**FONTE:**
O ingresso do Brasil nos rumos da industrialização, através da produção de insumos básicos nas décadas de 40 e 50, representou um salto significativo para o país, ampliando o papel da siderurgia e promovendo-a da condição de solucionadora do problema de transporte interno (ferrovias), na qual antes estava inserida.

É tempo de mutação e tais instâncias, no que tange a economia brasileira, originará uma cidade-empresa dissociada da pessoa física (empresário) em prol de uma conexão nova consolidada no papel institucional da empresa. É característica o caso da Companhia Siderúrgica Nacional, cuja construção simultânea da usina e da cidade em áreas de três fazendas em Volta Redonda, está em consonância com a nova fase do país sob a égide do progresso. O então megaprojeto vai cumprir o papel símbolo da compatibilidade entre as necessidades da acumulação capitalista, bem como a melhoria das condições de vida dos trabalhadores.

A CSN, que entre os anos de 1941 e 1945 constrói simultaneamente a usina e a cidade, cujo plano urbanístico, de alto padrão, reproduz na estruturação urbana a hierarquia funcional da usina, cria espaços estratificados por categoria funcional e faixa salarial. A expansão, planejada ad continuum, possibilita desenfreada captação de mão-de-obra, causa donde promana o fator de crescimento populacional: de 1940 o cômputo era de 3.000 pessoas, em 1950 haverá um recrudescimento para 36.000 habitantes. Como conseqüência, uma outra “cidade” pobre e não planejada (fora da área de controle da CSN) cresce concomitantemente. Este último dado e o fato de Volta Redonda em 1980 passar à categoria de município, bem como seu crescimento populacional, no entanto não fazem parte do foco desse trabalho.

**PROBLEMAS A RESOLVER:**
**a)** Segundo o texto sobre a Companhia Siderúrgica Nacional, em que período a CSN construiu ao mesmo tempo a usina e a cidade?
**b)** No texto sobre a Companhia Siderúrgica Nacional, reescreva o trecho que começa em "A CSN, que entre" e termina em "foco desse trabalho.", trocando "mão-de-obra" por "força de trabalho".
**c)** Prossiga o texto sobre a Companhia Siderúrgica Nacional a partir do ponto em que ele para.
O material apresentado depois deste texto tem outra origem.

**INFORMAÇÕES FORNECIDAS:**

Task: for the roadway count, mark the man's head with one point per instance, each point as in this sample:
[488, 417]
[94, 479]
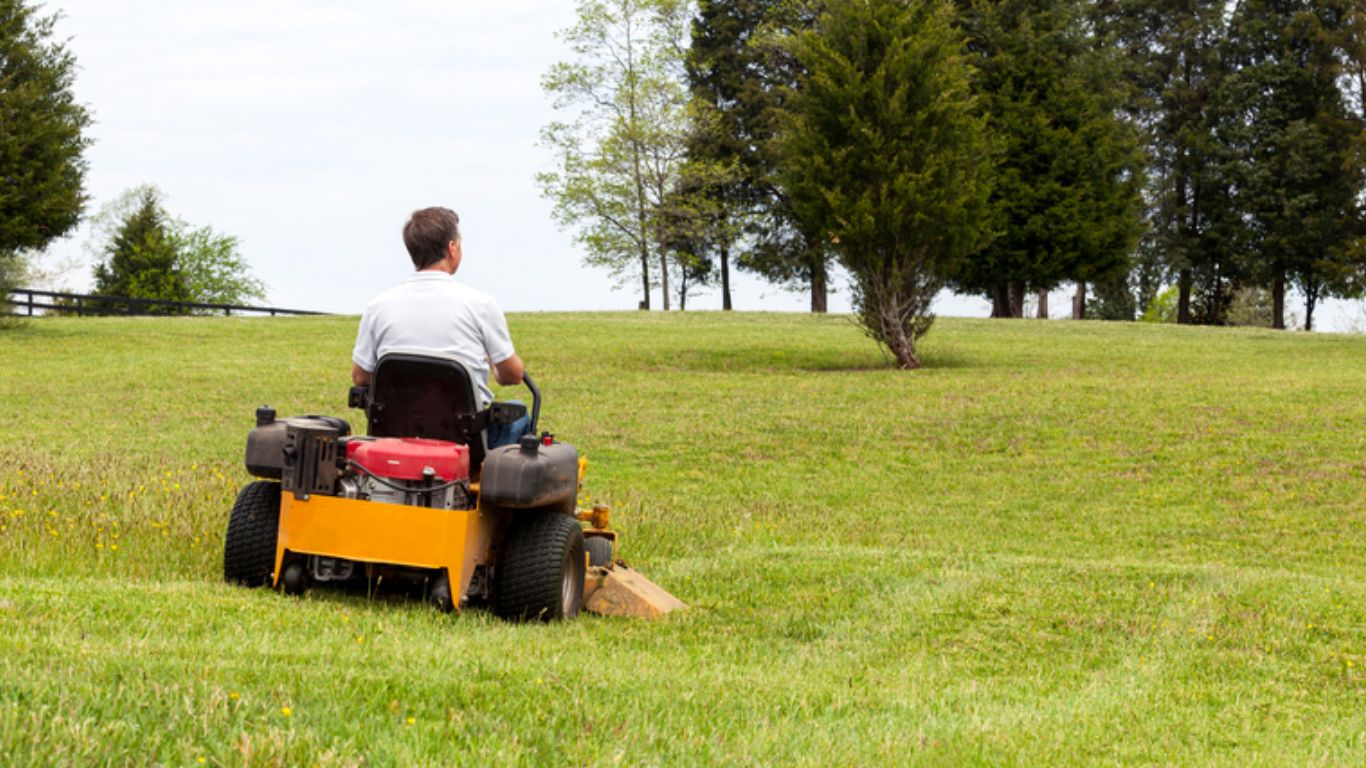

**RESPOSTAS ÀS TAREFAS:**
**a)** Entre 1941 e 1945.

**b)**
A CSN, que entre os anos de 1941 e 1945 constrói simultaneamente a usina e a cidade, cujo plano urbanístico, de alto padrão, reproduz na estruturação urbana a hierarquia funcional da usina, cria espaços estratificados por categoria funcional e faixa salarial. A expansão, planejada ad continuum, possibilita desenfreada captação de força de trabalho, causa donde promana o fator de crescimento populacional: de 1940 o cômputo era de 3.000 pessoas, em 1950 haverá um recrudescimento para 36.000 habitantes. Como conseqüência, uma outra “cidade” pobre e não planejada (fora da área de controle da CSN) cresce concomitantemente. Este último dado e o fato de Volta Redonda em 1980 passar à categoria de município, bem como seu crescimento populacional, no entanto não fazem parte do foco desse trabalho.

**c)**
Elucubrar Volta Redonda – um exemplo clássico de cidade-empresa, segundo Rosélia Piquet – nascida e unicamente possibilitada em função do megaprojeto que a gerou, como outra coisa qualquer diferente disso é laborar no erro e forcejar pela irrealidade. Ao fazer o mapeamento das relações entre as irmãs siamesas desde os primórdios de sua gestação, nada nos permite desvinculá-las uma da outra. A CSN, dado sua magnitude desde a planta só será possível, concluímos, com o suporte vetorial analisado no parágrafo anterior.

Simultaneamente, Volta Redonda tem sua relevância graças ao aparato da usina, cujo controle, imaginário, influência, regras, etc. vão permear a cidade a partir de ditames via fábrica. Para ambos impera uma recíproca que é verdadeira.

Tal concentração espacial foi um laboratório por excelência para Vargas e seus ideólogos, e mesmo durante a ditadura militar, quando, guardadas as diferenças que lhes são próprias, é possível a identificação do autoritarismo mascarado pelo discurso do progresso e da prosperidade nacional.




REFERÊNCIAS BIBLIOGRÁFICAS

BEDÊ, Waldyr. Volta Redonda na Era Vargas (1941 – 1964). Volta Redonda: SMC/PMVR, 2004.

CARVALHO, José Murilo de. Pequena história da siderurgia no Brasil. In: MONTEIRO, Geraldo Tadeu Moreira. Sindicato dos metalúrgicos de Volta Redonda: 50 anos brasileiros. Rio de Janeiro: FSB Comunicações, 1995.

LOPES, Alberto Costa. A aventura da cidade industrial de Tony Garnier em Volta Redonda. Rio de Janeiro: UFRJ, 1993. (Dissertação de Mestrado)

PENNA, Lincoln de Abreu. República Brasileira. Rio de Janeiro: Nova Fronteira, 1999.

PIQUET, Rosélia. Cidade-empresa: presença na paisagem urbana brasileira. Rio de Janeiro, Jorge Zahar Editor, 1998.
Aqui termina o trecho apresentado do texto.